PROVIDED TEXT
# Waxstock 2015



## WHIZZER (Oct 25, 2005)

The Weekend is nearly here for Waxstock 2015 ...

Waxstock is at the Jaguar Exhibition Hall at the Ricoh Arena in Coventry. The postcode is CV6 6GE and the Arena is well signposted and close to major routes, including the M1, M6 and M40. Getting to Waxstock has never been easier.

Lots to do

Demo Bar
Arrive and Shine 
DW top 16
Traders 
Car club boot camp

Make sure you come and check out the DW stand and support us - come and pick a sticker up - free samples - chance to win products and much more

We will have sonax, powermaxed, carplan, ledlenser, dw merchandise, a special one off and maybe a NEW wax !!!!!


----------



## Kimo (Jun 7, 2013)

Crept round too quick. Nowhere near ready and its hammering down now


----------



## JJ0063 (Apr 1, 2014)

Looking forward to it. Car hasn't been washed in a month/1500 miles so is absolutely filthy and won't be cleaned either.. so I'll hide it in the far end of the car park lol.

Will certainly be coming to get some DW stickers and leave with as many freebies as possible from various companies as I'm skint & it's fallen before pay day!


----------



## muzzer (Feb 13, 2011)

I'll be there, hide your biccies :lol:


----------



## Cookies (Dec 10, 2008)

Somebody say biccies???? 😤


----------



## muzzer (Feb 13, 2011)

Cookies said:


> Somebody say biccies???? 😤


Yes i did, specifically Maryland cookies :thumb: :lol:


----------



## Cookies (Dec 10, 2008)

Double or triple chocolate chip???????


----------



## muzzer (Feb 13, 2011)

Cookies said:


> Double or triple chocolate chip???????


Pfftt.....please, triple choc


----------



## Starburst (Oct 10, 2014)

We are looking forward to it. Roll on Sunday.


----------



## WHIZZER (Oct 25, 2005)

muzzer42 said:


> Yes i did, specifically Maryland cookies :thumb: :lol:


Make sure you bring some


----------



## muzzer (Feb 13, 2011)

WHIZZER said:


> Make sure you bring some


The hell with that, i'm pinching yours Bill :thumb:


----------



## subarufreak (Oct 20, 2013)

would this event be wurth it to come over from belgium? as a detailing enthousiast?


----------



## Cookies (Dec 10, 2008)

muzzer42 said:


> The hell with that, i'm pinching yours Bill :thumb:


Hang on a second. If there is any pinching of the cookie to be done, it'll be done by me lol.

I'd love to come over for this Waxstock guys. Just left it too late.

PROBLEMS TO SOLVE
#1 Translate this sentence from the Waxstock 2015 thread into Spanish: "The postcode is CV6 6GE and the Arena is well signposted and close to major routes, including the M1, M6 and M40."
#2 Carry the Waxstock 2015 forum thread on from its last post with a few further replies.

STORED DATA
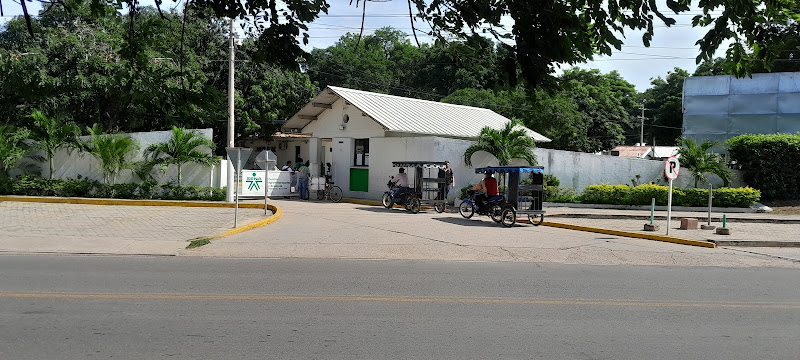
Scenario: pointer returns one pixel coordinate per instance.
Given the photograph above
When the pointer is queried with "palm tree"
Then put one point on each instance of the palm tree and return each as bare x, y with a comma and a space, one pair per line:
181, 149
697, 159
113, 151
12, 147
512, 142
51, 134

PER-TASK OUTPUTS
#1 El código postal es CV6 6GE y el Arena está bien señalizado y cerca de las principales vías, incluidas la M1, la M6 y la M40.

#2
Ah well, hopefully I may read a wee bit about it on here.


----------



## JJ0063 (Apr 1, 2014)

I'm buying tickets on the day & live 2.5hrs away, do I need to be there bang on 8AM or will I be ok to arrive at 9ish?


----------



## Kimo (Jun 7, 2013)

JJ0063 said:


> I'm buying tickets on the day & live 2.5hrs away, do I need to be there bang on 8AM or will I be ok to arrive at 9ish?


Arrive whenever, it's a pretty chill show


----------



## Alfa male (Jun 16, 2009)

JJ0063 said:


> I'm buying tickets on the day & live 2.5hrs away, do I need to be there bang on 8AM or will I be ok to arrive at 9ish?


I wouldn't get there bang on 8am as it doesn't open until 9.30am according to the website


----------



## rojer386 (Mar 15, 2008)

First time for me and I'm really looking forward to it.


----------



## DiM3ch (May 5, 2011)

Will be sure to swing by, show my face and see what's in store!


----------



## Alfa male (Jun 16, 2009)

Does anyone know if card payments will be accepted generally? I'm assuming so but thought it best to double check to avoid disappointment


----------



## mkv (Jun 12, 2008)

Most traders do... Cant think of any traders that wont.... Cashmachine in the foyer of the arena if you get caught short.


----------



## Wolfstein (Jan 18, 2011)

subarufreak said:


> would this event be wurth it to come over from belgium? as a detailing enthousiast?


That depends on you really. How much would you be willing to travel and pay for an event such as this.
I mean, I flew in from Finland yesterday just for the Waxstock. And I'm not a trader, just a hobbyist


----------



## Pittsy (Jun 14, 2014)

Soooooo, what's the blue thing? Is it for jaffa cakes?


----------



## WHIZZER (Oct 25, 2005)

Pittsy said:


> Soooooo, what's the blue thing? Is it for jaffa cakes?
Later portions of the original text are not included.